Call it confirmation bias, but when I read that book, I already subscribed to probability theory as the correct way to think. I had for a long time. The intuition of probabilities being degrees of beliefs, I had for as long as I can remember.

Then this book comes up, and provide justifications for my intuitions that were even stronger than I anticipated. It's like suspecting there's a giant bearded man behind that cloud, and then actually see it. And take a photo, and show it to your friends. Perhaps not foolproof, but pretty damn close.

---

Now we still have a problem. Jayne's Robot cannot exist. I mean, that would be something like AIXI, that's not tractable. Probability theory is not tractable (we wouldn't have Monte Carlo methods if it were, we'd just compute the probabilities directly). Any inference engine that runs in the real world (like humans), has to be imperfect. We have to take shortcuts, and from them, flawed reasoning will arise.

There's also the problem that thinking has a cost. It takes time and energy, and with those, utility. So not only a real engine will have flaws, it also needs to evaluate whether minimising those flaws is worth the trouble (and that evaluation also costs some thinking).

To take a concrete example, the first Alpha Go program lost one of its games in part because it failed to take more time in a particularly hard to evaluate game state. It was obvious to top human players that this particular move required more thought than usual, but the machine wasn't programmed that way.

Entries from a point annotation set
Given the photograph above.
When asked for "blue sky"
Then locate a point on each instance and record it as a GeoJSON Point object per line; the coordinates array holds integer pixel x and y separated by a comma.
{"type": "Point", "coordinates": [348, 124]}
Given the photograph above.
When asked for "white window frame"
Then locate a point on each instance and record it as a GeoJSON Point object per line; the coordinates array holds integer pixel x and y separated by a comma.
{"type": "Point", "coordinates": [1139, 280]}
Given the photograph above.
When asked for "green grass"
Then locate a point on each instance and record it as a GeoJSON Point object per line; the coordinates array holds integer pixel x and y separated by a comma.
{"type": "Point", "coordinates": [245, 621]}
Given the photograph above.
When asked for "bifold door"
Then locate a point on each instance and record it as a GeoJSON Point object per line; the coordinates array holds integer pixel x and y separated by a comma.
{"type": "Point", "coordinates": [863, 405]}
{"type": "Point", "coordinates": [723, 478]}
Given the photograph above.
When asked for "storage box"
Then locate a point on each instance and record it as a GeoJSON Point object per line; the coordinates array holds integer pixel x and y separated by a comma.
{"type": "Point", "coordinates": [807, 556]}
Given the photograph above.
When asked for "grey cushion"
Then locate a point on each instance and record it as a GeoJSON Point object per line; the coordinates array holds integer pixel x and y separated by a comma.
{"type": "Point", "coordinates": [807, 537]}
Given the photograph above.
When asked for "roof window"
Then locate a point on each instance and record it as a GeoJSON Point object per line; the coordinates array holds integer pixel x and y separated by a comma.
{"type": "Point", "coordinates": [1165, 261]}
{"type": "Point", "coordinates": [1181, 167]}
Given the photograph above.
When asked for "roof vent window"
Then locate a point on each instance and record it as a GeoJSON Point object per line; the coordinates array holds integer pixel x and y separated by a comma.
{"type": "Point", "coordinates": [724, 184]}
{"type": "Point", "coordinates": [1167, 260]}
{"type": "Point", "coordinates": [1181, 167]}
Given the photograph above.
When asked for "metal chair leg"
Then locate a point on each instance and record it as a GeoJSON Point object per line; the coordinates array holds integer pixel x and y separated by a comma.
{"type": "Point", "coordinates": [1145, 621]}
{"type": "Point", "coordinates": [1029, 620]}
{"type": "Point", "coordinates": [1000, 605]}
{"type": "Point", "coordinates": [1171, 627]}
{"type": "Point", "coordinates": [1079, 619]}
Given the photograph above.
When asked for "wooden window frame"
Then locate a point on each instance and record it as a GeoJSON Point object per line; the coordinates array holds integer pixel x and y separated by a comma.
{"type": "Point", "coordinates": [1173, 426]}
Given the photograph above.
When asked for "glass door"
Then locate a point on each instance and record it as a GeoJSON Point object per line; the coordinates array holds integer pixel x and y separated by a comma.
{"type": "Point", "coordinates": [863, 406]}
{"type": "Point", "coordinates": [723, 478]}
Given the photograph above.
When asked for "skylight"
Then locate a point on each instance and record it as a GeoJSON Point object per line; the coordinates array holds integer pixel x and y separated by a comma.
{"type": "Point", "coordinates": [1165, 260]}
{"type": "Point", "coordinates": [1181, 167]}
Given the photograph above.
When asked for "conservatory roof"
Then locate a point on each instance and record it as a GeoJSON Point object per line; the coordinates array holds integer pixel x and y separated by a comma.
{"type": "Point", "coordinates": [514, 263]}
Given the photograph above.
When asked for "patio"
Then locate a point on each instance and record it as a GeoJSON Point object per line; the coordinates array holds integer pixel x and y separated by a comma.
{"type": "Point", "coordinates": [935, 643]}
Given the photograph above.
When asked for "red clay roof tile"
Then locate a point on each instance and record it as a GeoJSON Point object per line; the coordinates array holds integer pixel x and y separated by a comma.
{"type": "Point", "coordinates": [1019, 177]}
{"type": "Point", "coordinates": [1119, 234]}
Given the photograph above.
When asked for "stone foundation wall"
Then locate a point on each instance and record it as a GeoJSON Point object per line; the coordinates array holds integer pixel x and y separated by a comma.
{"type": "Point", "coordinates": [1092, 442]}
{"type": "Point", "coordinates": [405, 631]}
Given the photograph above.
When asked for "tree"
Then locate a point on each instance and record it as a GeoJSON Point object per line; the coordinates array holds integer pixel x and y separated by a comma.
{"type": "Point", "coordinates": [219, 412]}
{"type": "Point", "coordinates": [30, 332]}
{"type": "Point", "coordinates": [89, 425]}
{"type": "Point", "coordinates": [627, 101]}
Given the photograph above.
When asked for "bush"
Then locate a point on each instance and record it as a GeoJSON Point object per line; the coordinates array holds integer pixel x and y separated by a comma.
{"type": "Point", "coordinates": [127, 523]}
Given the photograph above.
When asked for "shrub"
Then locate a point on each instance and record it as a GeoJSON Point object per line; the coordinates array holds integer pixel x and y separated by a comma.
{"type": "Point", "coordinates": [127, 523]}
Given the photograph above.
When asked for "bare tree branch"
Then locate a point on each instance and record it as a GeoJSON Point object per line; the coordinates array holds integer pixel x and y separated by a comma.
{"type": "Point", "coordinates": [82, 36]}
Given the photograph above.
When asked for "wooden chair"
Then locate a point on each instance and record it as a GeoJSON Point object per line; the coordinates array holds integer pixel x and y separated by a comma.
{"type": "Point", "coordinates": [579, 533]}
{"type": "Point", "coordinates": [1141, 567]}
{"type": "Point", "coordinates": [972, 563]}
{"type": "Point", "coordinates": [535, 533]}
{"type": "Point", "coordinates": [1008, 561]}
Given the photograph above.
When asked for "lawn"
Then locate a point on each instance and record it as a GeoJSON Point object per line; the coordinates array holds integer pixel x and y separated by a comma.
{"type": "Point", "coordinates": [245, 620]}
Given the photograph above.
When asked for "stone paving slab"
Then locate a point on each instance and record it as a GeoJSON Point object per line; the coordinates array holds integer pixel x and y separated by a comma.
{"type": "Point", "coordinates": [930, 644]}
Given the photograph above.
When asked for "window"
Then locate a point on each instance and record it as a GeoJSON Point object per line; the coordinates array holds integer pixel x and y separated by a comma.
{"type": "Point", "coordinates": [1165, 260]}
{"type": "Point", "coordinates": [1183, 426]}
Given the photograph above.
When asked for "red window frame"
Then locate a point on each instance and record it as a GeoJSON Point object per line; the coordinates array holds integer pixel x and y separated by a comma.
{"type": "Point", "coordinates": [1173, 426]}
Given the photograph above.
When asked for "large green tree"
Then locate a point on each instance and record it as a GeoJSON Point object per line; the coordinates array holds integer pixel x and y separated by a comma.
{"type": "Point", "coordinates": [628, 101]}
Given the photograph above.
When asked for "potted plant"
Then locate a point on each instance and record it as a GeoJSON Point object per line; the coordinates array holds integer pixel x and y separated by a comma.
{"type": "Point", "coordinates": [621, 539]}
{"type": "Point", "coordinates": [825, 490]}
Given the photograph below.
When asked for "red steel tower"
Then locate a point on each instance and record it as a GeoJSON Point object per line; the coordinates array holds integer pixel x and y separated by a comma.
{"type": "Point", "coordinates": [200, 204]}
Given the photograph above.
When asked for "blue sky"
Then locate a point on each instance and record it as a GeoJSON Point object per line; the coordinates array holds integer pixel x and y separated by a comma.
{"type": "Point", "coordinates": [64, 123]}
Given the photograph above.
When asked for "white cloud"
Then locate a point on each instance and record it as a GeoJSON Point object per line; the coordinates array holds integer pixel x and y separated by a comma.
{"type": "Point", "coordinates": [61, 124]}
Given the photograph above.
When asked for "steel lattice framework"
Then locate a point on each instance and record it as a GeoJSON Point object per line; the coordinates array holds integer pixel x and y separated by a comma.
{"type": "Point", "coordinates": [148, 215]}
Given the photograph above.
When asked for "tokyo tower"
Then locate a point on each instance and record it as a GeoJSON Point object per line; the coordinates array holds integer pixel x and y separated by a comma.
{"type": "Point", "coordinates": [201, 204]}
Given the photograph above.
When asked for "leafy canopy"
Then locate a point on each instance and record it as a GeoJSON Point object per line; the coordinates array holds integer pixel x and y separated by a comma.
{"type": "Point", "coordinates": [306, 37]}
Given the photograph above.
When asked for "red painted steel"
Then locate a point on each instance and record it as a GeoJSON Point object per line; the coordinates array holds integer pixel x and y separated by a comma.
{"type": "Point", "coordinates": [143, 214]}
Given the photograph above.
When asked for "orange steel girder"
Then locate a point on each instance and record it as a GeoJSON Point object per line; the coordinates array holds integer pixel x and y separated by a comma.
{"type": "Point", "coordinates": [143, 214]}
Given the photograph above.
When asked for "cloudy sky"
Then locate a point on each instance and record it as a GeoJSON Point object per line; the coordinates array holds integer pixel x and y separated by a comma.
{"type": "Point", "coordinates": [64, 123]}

Work to do:
Reproduce the post on probability theory from "There's also the" to "programmed that way.".

Response below:
There's also the problem that thinking has a cost. It takes time and energy, and with those, utility. So not only a real engine will have flaws, it also needs to evaluate whether minimising those flaws is worth the trouble (and that evaluation also costs some thinking).

To take a concrete example, the first Alpha Go program lost one of its games in part because it failed to take more time in a particularly hard to evaluate game state. It was obvious to top human players that this particular move required more thought than usual, but the machine wasn't programmed that way.